** Opening Reading text block **
Monday, June 30, 2014

Having a Baby Changes Everything... Except When it Doesn't

Let's clear something up first. I am a mommy, and I am a blogger, but I am not a "mommy blogger." My house is usually messy, I don't own a jogging stroller, and I believe Pinterest is more for snarky e-cards than crafts or recipes. Case in point? As of 11:00 this morning, the only thing my daughter had eaten was a brownie and a few Doritos.

However, I'm pregnant with my second child, and I have a lot of friends who are either pregnant or have recently given birth, and it's had me thinking a lot about what having a child means.

I think movies and commercials have painted a more realistic picture of this recently. They show the crazy side of child-rearing: the diapers, the cost, the mess, the lack of sleep. They've even given us cute catchphrases like, "Having a baby changes everything."

Well, yes and no.

It sure changes sleep patterns and time management and how often we get to shower, but it doesn't change everything. I think a lot of new moms expect their world to become this magical, albeit crazier, land of hugs and snuggles and love. Those things definitely can and do happen, but it's a much different type of scenario. Many things aren't changed by having a baby, no matter how much we wish they would.

1. Having a baby doesn't repair a faulty marriage.
** Closing Reading text block **
- [Directions]
1 – In the blog post about having a baby, what had the writer's daughter eaten as of 11:00 that morning?
2 – Reproduce the blog post's text between "I think movies" and "wish they would.", inclusive.
** Opening Information shown block **
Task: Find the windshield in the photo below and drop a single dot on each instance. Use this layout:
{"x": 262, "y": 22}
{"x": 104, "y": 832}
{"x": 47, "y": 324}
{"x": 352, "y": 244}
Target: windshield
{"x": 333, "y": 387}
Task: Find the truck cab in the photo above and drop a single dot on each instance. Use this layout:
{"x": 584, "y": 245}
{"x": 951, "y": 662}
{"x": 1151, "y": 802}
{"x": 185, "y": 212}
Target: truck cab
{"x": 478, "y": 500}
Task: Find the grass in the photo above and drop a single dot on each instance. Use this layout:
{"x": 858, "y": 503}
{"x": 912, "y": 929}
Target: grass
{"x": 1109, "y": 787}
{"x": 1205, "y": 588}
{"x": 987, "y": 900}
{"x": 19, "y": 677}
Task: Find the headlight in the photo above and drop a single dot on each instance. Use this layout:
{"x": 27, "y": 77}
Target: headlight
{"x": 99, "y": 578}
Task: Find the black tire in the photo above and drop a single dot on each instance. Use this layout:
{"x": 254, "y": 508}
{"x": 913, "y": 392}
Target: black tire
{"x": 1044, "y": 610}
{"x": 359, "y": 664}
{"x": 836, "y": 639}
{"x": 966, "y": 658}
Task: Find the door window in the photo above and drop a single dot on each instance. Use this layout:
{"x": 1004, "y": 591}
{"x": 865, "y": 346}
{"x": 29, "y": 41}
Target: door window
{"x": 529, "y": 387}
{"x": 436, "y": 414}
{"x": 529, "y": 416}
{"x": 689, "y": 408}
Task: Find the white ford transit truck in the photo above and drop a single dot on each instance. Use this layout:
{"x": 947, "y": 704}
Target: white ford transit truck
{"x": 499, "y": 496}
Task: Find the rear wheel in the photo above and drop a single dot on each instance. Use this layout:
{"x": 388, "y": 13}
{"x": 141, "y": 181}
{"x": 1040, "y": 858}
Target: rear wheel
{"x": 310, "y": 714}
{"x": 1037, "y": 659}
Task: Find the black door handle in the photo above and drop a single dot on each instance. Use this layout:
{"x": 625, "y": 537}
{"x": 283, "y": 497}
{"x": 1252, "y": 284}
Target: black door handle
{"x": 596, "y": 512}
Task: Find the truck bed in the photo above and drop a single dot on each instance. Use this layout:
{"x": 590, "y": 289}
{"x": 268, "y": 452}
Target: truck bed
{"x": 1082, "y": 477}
** Closing Information shown block **
- [Task-by-task outputs]
1 – A brownie and a few Doritos.

2 –
I think movies and commercials have painted a more realistic picture of this recently. They show the crazy side of child-rearing: the diapers, the cost, the mess, the lack of sleep. They've even given us cute catchphrases like, "Having a baby changes everything."

Well, yes and no.

It sure changes sleep patterns and time management and how often we get to shower, but it doesn't change everything. I think a lot of new moms expect their world to become this magical, albeit crazier, land of hugs and snuggles and love. Those things definitely can and do happen, but it's a much different type of scenario. Many things aren't changed by having a baby, no matter how much we wish they would.